[start of Record extracts]

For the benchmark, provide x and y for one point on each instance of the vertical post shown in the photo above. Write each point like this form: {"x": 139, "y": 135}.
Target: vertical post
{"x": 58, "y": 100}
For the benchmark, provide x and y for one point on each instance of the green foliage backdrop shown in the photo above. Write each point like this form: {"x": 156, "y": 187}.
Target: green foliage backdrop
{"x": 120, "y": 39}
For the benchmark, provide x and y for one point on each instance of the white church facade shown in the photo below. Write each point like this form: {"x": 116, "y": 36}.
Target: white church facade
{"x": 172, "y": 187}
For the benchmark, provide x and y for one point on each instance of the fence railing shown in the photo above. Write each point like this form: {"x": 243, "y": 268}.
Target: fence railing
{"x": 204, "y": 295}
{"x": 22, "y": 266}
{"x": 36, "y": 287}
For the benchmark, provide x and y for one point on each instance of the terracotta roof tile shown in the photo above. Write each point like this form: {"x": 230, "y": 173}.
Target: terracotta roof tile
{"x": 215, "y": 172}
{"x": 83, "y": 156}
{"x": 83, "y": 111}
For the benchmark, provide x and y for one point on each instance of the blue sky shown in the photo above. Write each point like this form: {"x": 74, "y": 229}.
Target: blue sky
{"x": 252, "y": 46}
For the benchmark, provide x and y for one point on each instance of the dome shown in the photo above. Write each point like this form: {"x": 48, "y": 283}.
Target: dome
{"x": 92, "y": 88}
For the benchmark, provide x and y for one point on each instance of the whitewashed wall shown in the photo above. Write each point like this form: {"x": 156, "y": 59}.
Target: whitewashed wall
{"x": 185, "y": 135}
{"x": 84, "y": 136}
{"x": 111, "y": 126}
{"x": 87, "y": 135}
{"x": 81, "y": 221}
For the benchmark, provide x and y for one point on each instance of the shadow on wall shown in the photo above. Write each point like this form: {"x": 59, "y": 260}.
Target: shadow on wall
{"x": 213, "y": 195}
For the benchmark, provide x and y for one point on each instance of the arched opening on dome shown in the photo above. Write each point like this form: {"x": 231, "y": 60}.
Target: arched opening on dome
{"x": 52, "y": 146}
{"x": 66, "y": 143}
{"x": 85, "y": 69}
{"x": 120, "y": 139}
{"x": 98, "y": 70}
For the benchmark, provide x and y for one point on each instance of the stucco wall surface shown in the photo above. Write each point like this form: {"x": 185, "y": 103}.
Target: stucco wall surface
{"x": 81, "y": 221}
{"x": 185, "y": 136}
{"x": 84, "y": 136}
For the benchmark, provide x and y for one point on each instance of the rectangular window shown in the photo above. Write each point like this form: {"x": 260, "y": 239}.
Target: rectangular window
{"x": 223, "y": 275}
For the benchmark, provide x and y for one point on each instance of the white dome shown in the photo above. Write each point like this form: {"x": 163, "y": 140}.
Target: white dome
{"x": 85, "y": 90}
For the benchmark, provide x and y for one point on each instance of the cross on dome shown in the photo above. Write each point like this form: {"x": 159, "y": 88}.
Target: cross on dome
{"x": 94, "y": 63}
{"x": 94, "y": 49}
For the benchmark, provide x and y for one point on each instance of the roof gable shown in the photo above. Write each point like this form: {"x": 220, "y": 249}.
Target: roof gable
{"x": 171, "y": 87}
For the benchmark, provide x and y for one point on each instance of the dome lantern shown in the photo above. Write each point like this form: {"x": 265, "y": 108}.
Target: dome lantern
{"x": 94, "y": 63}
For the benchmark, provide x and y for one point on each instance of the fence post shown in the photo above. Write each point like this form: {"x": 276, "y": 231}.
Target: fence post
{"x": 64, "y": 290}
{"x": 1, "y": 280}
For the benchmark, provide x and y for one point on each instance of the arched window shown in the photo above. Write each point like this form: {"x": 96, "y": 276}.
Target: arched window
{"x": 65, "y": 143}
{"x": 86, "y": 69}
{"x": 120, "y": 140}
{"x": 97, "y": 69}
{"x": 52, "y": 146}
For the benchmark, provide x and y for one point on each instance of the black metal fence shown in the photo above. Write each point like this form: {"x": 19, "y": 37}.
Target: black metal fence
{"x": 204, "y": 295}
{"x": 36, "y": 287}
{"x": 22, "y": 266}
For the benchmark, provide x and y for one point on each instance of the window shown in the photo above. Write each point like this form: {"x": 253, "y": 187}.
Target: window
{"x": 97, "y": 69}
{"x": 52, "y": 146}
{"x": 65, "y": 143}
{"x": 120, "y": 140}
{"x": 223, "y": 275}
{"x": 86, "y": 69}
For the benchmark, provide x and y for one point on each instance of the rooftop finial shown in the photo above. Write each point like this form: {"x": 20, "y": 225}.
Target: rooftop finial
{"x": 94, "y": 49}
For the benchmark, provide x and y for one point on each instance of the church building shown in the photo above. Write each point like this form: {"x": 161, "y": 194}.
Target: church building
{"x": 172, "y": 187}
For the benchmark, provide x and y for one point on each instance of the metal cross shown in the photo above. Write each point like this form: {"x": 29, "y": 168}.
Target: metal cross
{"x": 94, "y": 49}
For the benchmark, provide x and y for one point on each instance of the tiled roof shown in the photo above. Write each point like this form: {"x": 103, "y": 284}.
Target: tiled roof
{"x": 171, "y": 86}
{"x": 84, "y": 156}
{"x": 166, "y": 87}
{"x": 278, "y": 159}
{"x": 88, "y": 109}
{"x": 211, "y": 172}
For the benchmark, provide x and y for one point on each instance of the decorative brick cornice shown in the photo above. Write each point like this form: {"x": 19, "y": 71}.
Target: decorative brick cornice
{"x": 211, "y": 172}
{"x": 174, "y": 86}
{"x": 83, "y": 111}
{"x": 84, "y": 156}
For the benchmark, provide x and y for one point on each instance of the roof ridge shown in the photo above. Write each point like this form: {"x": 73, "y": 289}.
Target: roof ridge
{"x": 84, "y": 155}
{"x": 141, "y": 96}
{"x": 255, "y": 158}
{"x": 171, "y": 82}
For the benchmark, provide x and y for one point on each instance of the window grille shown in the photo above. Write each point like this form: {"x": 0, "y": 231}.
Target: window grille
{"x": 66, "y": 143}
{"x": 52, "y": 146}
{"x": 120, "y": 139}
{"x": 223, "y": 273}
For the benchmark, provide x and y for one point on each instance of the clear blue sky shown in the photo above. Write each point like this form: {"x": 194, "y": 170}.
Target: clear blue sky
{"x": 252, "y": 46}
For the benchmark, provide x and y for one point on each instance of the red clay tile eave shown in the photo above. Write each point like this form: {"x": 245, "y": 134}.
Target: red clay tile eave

[end of Record extracts]

▶ What is asked: Convert every one of the records above into a Markdown table with the columns Row and Line. Put each non-blank line in its own row with a running number.

▶ Task solution:
| Row | Line |
|---|---|
| 1 | For the benchmark, provide x and y for one point on each instance of the vertical post shown in the photo above. Write each point like this form: {"x": 139, "y": 135}. |
| 2 | Target: vertical post |
| 3 | {"x": 58, "y": 100} |
| 4 | For the benchmark, provide x and y for one point on each instance of the green foliage backdrop shown in the photo above. Write each point like this form: {"x": 156, "y": 187}. |
| 5 | Target: green foliage backdrop |
| 6 | {"x": 120, "y": 39} |
| 7 | For the benchmark, provide x and y for one point on each instance of the white church facade shown in the photo below. Write each point like this form: {"x": 116, "y": 36}. |
| 8 | Target: white church facade |
| 9 | {"x": 172, "y": 187} |
| 10 | For the benchmark, provide x and y for one point on each instance of the fence railing shown in the photo above. Write each point like this form: {"x": 243, "y": 268}. |
| 11 | Target: fence railing |
| 12 | {"x": 204, "y": 295} |
| 13 | {"x": 22, "y": 266} |
| 14 | {"x": 36, "y": 287} |
| 15 | For the benchmark, provide x and y for one point on each instance of the terracotta roof tile shown in the photo above. Write each point like this form: {"x": 230, "y": 173}. |
| 16 | Target: terracotta roof tile |
| 17 | {"x": 215, "y": 172} |
| 18 | {"x": 83, "y": 156} |
| 19 | {"x": 83, "y": 111} |
| 20 | For the benchmark, provide x and y for one point on each instance of the blue sky shown in the photo above. Write each point like this form: {"x": 74, "y": 229}. |
| 21 | Target: blue sky |
| 22 | {"x": 252, "y": 46} |
| 23 | For the benchmark, provide x and y for one point on each instance of the dome shown in the photo above. Write each point like this form: {"x": 48, "y": 283}. |
| 24 | Target: dome |
| 25 | {"x": 92, "y": 88} |
| 26 | For the benchmark, provide x and y for one point on each instance of the whitewashed wall shown in the photo above. Write each point like this form: {"x": 156, "y": 59}. |
| 27 | Target: whitewashed wall |
| 28 | {"x": 185, "y": 135} |
| 29 | {"x": 84, "y": 136} |
| 30 | {"x": 111, "y": 126} |
| 31 | {"x": 87, "y": 135} |
| 32 | {"x": 81, "y": 221} |
| 33 | For the benchmark, provide x and y for one point on each instance of the shadow on wall shown in the photo above. Write each point like this form: {"x": 59, "y": 260}. |
| 34 | Target: shadow on wall |
| 35 | {"x": 213, "y": 195} |
| 36 | For the benchmark, provide x and y for one point on each instance of the arched opening on dome shown in the photo above. Write each point like this form: {"x": 231, "y": 60}. |
| 37 | Target: arched opening on dome |
| 38 | {"x": 52, "y": 146} |
| 39 | {"x": 66, "y": 143} |
| 40 | {"x": 85, "y": 69} |
| 41 | {"x": 120, "y": 139} |
| 42 | {"x": 98, "y": 70} |
| 43 | For the benchmark, provide x and y for one point on each instance of the stucco wall surface shown in the photo above. Write each point like this form: {"x": 185, "y": 103}. |
| 44 | Target: stucco wall surface |
| 45 | {"x": 81, "y": 221} |
| 46 | {"x": 185, "y": 136} |
| 47 | {"x": 84, "y": 136} |
| 48 | For the benchmark, provide x and y for one point on each instance of the rectangular window shown in the photo above. Write each point like this form: {"x": 260, "y": 239}. |
| 49 | Target: rectangular window |
| 50 | {"x": 223, "y": 275} |
| 51 | For the benchmark, provide x and y for one point on each instance of the white dome shown in the photo above. Write each point like this form: {"x": 163, "y": 140}. |
| 52 | Target: white dome |
| 53 | {"x": 85, "y": 90} |
| 54 | For the benchmark, provide x and y for one point on each instance of the cross on dome shown in the photo above. Write each point like this form: {"x": 159, "y": 88}. |
| 55 | Target: cross on dome |
| 56 | {"x": 94, "y": 63} |
| 57 | {"x": 94, "y": 49} |
| 58 | For the benchmark, provide x and y for one point on each instance of the roof gable shown in the photo above. Write each point like this form: {"x": 220, "y": 249}. |
| 59 | Target: roof gable |
| 60 | {"x": 171, "y": 87} |
| 61 | For the benchmark, provide x and y for one point on each instance of the dome lantern shown in the photo above. Write each point like this form: {"x": 265, "y": 108}. |
| 62 | Target: dome lantern |
| 63 | {"x": 94, "y": 63} |
| 64 | For the benchmark, provide x and y for one point on each instance of the fence post shown in the photo above. Write each point like this form: {"x": 276, "y": 231}. |
| 65 | Target: fence post |
| 66 | {"x": 64, "y": 290} |
| 67 | {"x": 1, "y": 280} |
| 68 | For the benchmark, provide x and y for one point on each instance of the arched window shown in the photo above. Write each point like this form: {"x": 96, "y": 276}. |
| 69 | Target: arched window |
| 70 | {"x": 65, "y": 143} |
| 71 | {"x": 86, "y": 69} |
| 72 | {"x": 120, "y": 140} |
| 73 | {"x": 97, "y": 69} |
| 74 | {"x": 52, "y": 146} |
| 75 | For the benchmark, provide x and y for one point on each instance of the black metal fence shown in the photo above. Write each point like this form: {"x": 19, "y": 37}. |
| 76 | Target: black metal fence |
| 77 | {"x": 204, "y": 295} |
| 78 | {"x": 36, "y": 287} |
| 79 | {"x": 22, "y": 266} |
| 80 | For the benchmark, provide x and y for one point on each instance of the window shown in the photo above. Write each point like this form: {"x": 253, "y": 187}. |
| 81 | Target: window |
| 82 | {"x": 97, "y": 69} |
| 83 | {"x": 52, "y": 146} |
| 84 | {"x": 65, "y": 143} |
| 85 | {"x": 120, "y": 140} |
| 86 | {"x": 223, "y": 275} |
| 87 | {"x": 86, "y": 69} |
| 88 | For the benchmark, provide x and y for one point on each instance of the rooftop finial shown in the photo above. Write each point like this form: {"x": 20, "y": 225}. |
| 89 | Target: rooftop finial |
| 90 | {"x": 94, "y": 49} |
| 91 | For the benchmark, provide x and y for one point on each instance of the church building shown in the photo above. Write each point like this form: {"x": 161, "y": 194}. |
| 92 | Target: church building |
| 93 | {"x": 172, "y": 187} |
| 94 | For the benchmark, provide x and y for one point on each instance of the metal cross shown in the photo above. Write each point like this form: {"x": 29, "y": 168}. |
| 95 | Target: metal cross |
| 96 | {"x": 94, "y": 49} |
| 97 | For the benchmark, provide x and y for one point on each instance of the tiled roof shown in the photo above. Write each point like this form: {"x": 103, "y": 284}. |
| 98 | Target: tiled roof |
| 99 | {"x": 171, "y": 86} |
| 100 | {"x": 84, "y": 156} |
| 101 | {"x": 166, "y": 87} |
| 102 | {"x": 278, "y": 159} |
| 103 | {"x": 88, "y": 109} |
| 104 | {"x": 211, "y": 172} |
| 105 | For the benchmark, provide x and y for one point on each instance of the decorative brick cornice shown in the photo above. Write each point like this form: {"x": 19, "y": 71}. |
| 106 | Target: decorative brick cornice |
| 107 | {"x": 211, "y": 172} |
| 108 | {"x": 174, "y": 86} |
| 109 | {"x": 83, "y": 111} |
| 110 | {"x": 84, "y": 156} |
| 111 | For the benchmark, provide x and y for one point on each instance of the roof ridge shown in the photo above. Write each point like this form: {"x": 73, "y": 289}. |
| 112 | Target: roof ridge |
| 113 | {"x": 84, "y": 155} |
| 114 | {"x": 141, "y": 96} |
| 115 | {"x": 255, "y": 158} |
| 116 | {"x": 171, "y": 82} |
| 117 | For the benchmark, provide x and y for one point on each instance of the window grille shown in the photo above. Write each point like this form: {"x": 0, "y": 231}. |
| 118 | Target: window grille |
| 119 | {"x": 66, "y": 143} |
| 120 | {"x": 52, "y": 146} |
| 121 | {"x": 120, "y": 139} |
| 122 | {"x": 223, "y": 273} |
| 123 | For the benchmark, provide x and y for one point on each instance of the clear blue sky shown in the photo above. Write each point like this form: {"x": 194, "y": 170}. |
| 124 | Target: clear blue sky |
| 125 | {"x": 252, "y": 46} |
| 126 | For the benchmark, provide x and y for one point on each instance of the red clay tile eave shown in the photo above. Write each point like this form: {"x": 245, "y": 134}. |
| 127 | Target: red clay tile eave |